BEGIN DATA RECORDS

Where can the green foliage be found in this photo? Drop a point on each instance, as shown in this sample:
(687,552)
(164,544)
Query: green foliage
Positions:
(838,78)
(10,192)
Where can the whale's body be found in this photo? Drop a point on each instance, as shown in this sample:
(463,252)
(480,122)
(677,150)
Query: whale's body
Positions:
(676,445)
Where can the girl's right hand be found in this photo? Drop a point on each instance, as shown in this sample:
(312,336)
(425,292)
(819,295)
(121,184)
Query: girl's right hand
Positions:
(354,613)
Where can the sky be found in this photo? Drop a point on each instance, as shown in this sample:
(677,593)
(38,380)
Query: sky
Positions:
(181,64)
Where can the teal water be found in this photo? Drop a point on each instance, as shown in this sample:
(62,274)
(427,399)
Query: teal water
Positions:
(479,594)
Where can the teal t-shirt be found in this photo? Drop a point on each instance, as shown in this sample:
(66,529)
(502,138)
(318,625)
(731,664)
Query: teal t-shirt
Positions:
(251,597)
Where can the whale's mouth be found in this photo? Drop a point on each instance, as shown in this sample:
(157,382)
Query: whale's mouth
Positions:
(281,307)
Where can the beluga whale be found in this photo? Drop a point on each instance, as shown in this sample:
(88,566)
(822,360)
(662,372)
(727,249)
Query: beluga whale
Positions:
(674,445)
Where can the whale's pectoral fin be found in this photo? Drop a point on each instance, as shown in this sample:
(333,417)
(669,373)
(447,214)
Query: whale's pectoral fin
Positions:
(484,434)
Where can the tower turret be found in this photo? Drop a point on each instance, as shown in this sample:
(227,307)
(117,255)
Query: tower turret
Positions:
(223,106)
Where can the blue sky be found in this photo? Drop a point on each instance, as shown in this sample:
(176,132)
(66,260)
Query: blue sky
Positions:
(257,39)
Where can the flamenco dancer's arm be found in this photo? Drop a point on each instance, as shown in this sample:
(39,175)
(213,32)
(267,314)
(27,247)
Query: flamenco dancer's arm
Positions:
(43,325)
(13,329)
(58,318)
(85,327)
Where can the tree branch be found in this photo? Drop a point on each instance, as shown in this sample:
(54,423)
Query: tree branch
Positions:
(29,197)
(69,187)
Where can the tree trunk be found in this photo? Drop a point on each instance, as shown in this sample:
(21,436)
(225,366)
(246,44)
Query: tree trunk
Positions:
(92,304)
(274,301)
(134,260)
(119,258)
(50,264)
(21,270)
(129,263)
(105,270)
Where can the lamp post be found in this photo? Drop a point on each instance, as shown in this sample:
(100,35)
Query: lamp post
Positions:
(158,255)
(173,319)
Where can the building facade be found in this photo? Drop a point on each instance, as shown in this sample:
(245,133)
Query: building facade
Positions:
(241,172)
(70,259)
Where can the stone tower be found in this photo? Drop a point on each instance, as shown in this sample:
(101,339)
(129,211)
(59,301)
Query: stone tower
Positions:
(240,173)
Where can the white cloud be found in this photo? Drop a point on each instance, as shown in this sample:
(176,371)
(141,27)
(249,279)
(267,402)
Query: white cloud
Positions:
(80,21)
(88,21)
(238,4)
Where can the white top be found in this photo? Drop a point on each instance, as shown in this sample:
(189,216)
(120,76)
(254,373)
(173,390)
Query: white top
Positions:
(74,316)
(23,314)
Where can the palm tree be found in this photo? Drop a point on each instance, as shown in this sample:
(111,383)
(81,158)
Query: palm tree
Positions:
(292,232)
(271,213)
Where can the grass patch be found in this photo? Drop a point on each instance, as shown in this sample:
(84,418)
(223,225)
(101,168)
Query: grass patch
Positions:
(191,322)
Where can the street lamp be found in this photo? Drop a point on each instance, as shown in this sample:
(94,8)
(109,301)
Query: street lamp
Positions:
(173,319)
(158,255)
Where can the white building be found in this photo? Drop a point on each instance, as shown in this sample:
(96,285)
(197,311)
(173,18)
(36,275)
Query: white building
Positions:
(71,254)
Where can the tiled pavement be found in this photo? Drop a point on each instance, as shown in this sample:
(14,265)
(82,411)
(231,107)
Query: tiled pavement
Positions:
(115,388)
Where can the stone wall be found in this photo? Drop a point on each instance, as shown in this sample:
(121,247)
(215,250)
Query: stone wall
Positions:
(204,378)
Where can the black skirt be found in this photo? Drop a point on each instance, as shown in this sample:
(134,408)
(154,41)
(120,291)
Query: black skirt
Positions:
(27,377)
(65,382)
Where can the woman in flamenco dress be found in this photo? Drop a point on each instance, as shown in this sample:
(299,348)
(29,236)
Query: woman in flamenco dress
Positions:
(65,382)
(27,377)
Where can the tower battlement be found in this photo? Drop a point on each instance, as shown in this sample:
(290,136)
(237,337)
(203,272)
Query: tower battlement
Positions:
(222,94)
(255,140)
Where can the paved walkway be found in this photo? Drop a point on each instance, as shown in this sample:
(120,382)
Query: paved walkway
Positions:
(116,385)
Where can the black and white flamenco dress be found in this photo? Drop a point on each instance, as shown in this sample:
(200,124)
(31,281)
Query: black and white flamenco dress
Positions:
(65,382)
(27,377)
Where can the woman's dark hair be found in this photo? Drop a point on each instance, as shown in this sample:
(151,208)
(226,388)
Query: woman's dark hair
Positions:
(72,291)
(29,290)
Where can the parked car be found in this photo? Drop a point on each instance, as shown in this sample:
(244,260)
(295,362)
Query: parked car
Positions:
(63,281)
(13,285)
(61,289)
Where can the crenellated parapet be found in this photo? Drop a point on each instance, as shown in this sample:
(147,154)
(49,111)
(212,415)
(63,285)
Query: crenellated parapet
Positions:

END DATA RECORDS

Please quote the data above in full, with no line missing.

Where can the green foliage be found in this photo? Drop a point on each instance, as shown in this sample:
(687,552)
(164,544)
Query: green foliage
Positions:
(838,78)
(10,192)
Where can the whale's body be found in this photo? Drop a point on each instance, as shown in this sample:
(463,252)
(480,122)
(677,150)
Query: whale's body
Positions:
(676,445)
Where can the girl's right hand be found in this photo? Drop a point on each instance, as shown in this sample:
(312,336)
(425,292)
(819,295)
(121,184)
Query: girl's right hand
Positions:
(354,613)
Where can the sky be found in this photo? Drop a point on each instance, as shown in this sample:
(677,593)
(38,380)
Query: sky
Positions:
(181,64)
Where can the teal water be found in this photo? Drop a point on each instance, as shown in this sample:
(62,274)
(427,399)
Query: teal water
Positions:
(479,594)
Where can the teal t-shirt be found in this photo? Drop a point on each instance, as shown in this sample:
(66,529)
(502,138)
(318,625)
(731,664)
Query: teal t-shirt
Positions:
(251,597)
Where can the whale's mouth be found in this photo? Drop a point on each instance, as shown in this sample:
(157,382)
Query: whale's mouth
Positions:
(281,307)
Where can the beluga whale be found in this photo? Drop a point on each instance, as shown in this sample:
(88,566)
(822,360)
(662,372)
(727,249)
Query: beluga whale
Positions:
(674,445)
Where can the whale's pectoral fin be found in this photo? Drop a point on each instance, as shown in this sample:
(333,417)
(669,373)
(447,214)
Query: whale's pectoral fin
Positions:
(484,434)
Where can the tower turret be found in this photo? Drop a point on each instance, as shown in this sample:
(227,307)
(117,255)
Query: tower turret
Positions:
(223,106)
Where can the blue sky be found in this photo? Drop a point on each instance, as shown in this sample:
(176,132)
(66,260)
Query: blue sky
Positions:
(257,39)
Where can the flamenco dancer's arm be found in this photo? Drop a point on each instance, as shown in this sample:
(39,175)
(213,32)
(267,314)
(27,247)
Query: flamenco dancer's arm
Positions:
(43,325)
(13,329)
(58,318)
(85,327)
Where can the tree branch be found in this photo? Drop a point on each instance, as shown in this sample:
(54,423)
Query: tree branch
Positions:
(29,197)
(69,187)
Where can the tree trunk be found in this photo? Drop a point on each instance, as shown in this sample:
(21,436)
(225,366)
(246,44)
Query: tree trunk
Positions:
(92,304)
(274,301)
(134,260)
(119,258)
(50,264)
(21,270)
(129,263)
(105,270)
Where can the lamp post be found in this photo? Drop a point on each instance, as shown in this sample:
(100,35)
Query: lamp post
Positions:
(158,255)
(173,319)
Where can the building facade be found in this photo? Drop a point on each instance, as shown in this sample:
(245,133)
Query: building facade
Positions:
(241,172)
(70,259)
Where can the stone tower be found in this photo? Drop a point on each instance, as shown in this sample:
(101,339)
(129,211)
(59,301)
Query: stone tower
Positions:
(240,173)
Where can the white cloud be found in this photo? Drop a point on each instance, as shown in this sample:
(176,371)
(141,27)
(249,279)
(267,402)
Query: white cloud
Positions:
(80,21)
(88,21)
(238,4)
Where can the white top be found in this photo? Drop a point on each instance, as shown in this sample:
(189,216)
(120,76)
(254,373)
(173,390)
Query: white top
Positions:
(74,316)
(23,314)
Where can the palm tree be found in this photo? Drop a point on each instance, as shown in this sample:
(111,383)
(81,158)
Query: palm tree
Positions:
(292,232)
(271,213)
Where can the grass patch be found in this photo? Drop a point on each instance, as shown in this sample:
(84,418)
(223,225)
(101,168)
Query: grass patch
Positions:
(191,322)
Where can the street lamp be found in this photo? Drop a point on each instance, as shown in this sample:
(94,8)
(109,301)
Query: street lamp
Positions:
(173,319)
(158,255)
Where can the white building be found in this photo? Drop a point on each instance, as shown in this sample:
(96,285)
(197,311)
(173,18)
(36,275)
Query: white building
Positions:
(71,254)
Where can the tiled pavement be found in this photo? Drop a point on each instance, as shown in this sample:
(14,265)
(82,411)
(231,107)
Query: tiled pavement
Positions:
(115,388)
Where can the stone wall be found in this photo? Drop a point on each instance, as shown in this sample:
(121,247)
(215,250)
Query: stone wall
Positions:
(204,378)
Where can the black skirt be found in this photo? Drop a point on each instance, as shown in this sample:
(134,408)
(154,41)
(120,291)
Query: black skirt
Positions:
(27,377)
(65,382)
Where can the woman in flamenco dress be found in this photo? Drop a point on each instance, as shown in this sample:
(299,348)
(29,236)
Query: woman in flamenco dress
Positions:
(65,382)
(27,377)
Where can the tower battlement be found in this photo? Drop a point on each instance, as shown in this sample:
(290,136)
(237,337)
(203,272)
Query: tower battlement
Positions:
(222,94)
(255,140)
Where can the paved walkway be found in this photo? Drop a point on each instance, as shown in this sample:
(120,382)
Query: paved walkway
Positions:
(116,385)
Where can the black and white flamenco dress be found in this photo? Drop a point on each instance, as shown in this sample:
(200,124)
(31,281)
Query: black and white flamenco dress
Positions:
(65,382)
(27,377)
Where can the woman's dark hair be found in this photo? Drop a point on each instance, as shown in this sample:
(151,208)
(226,388)
Query: woman's dark hair
Positions:
(72,291)
(29,290)
Where can the parked car be found in this photo? Drop a point on each instance, as shown in this sample:
(244,260)
(295,362)
Query: parked car
Positions:
(63,281)
(13,285)
(61,289)
Where can the crenellated parapet be found in this photo? Drop a point on each instance, as shown in this sample:
(147,154)
(49,111)
(212,415)
(63,285)
Query: crenellated parapet
Positions:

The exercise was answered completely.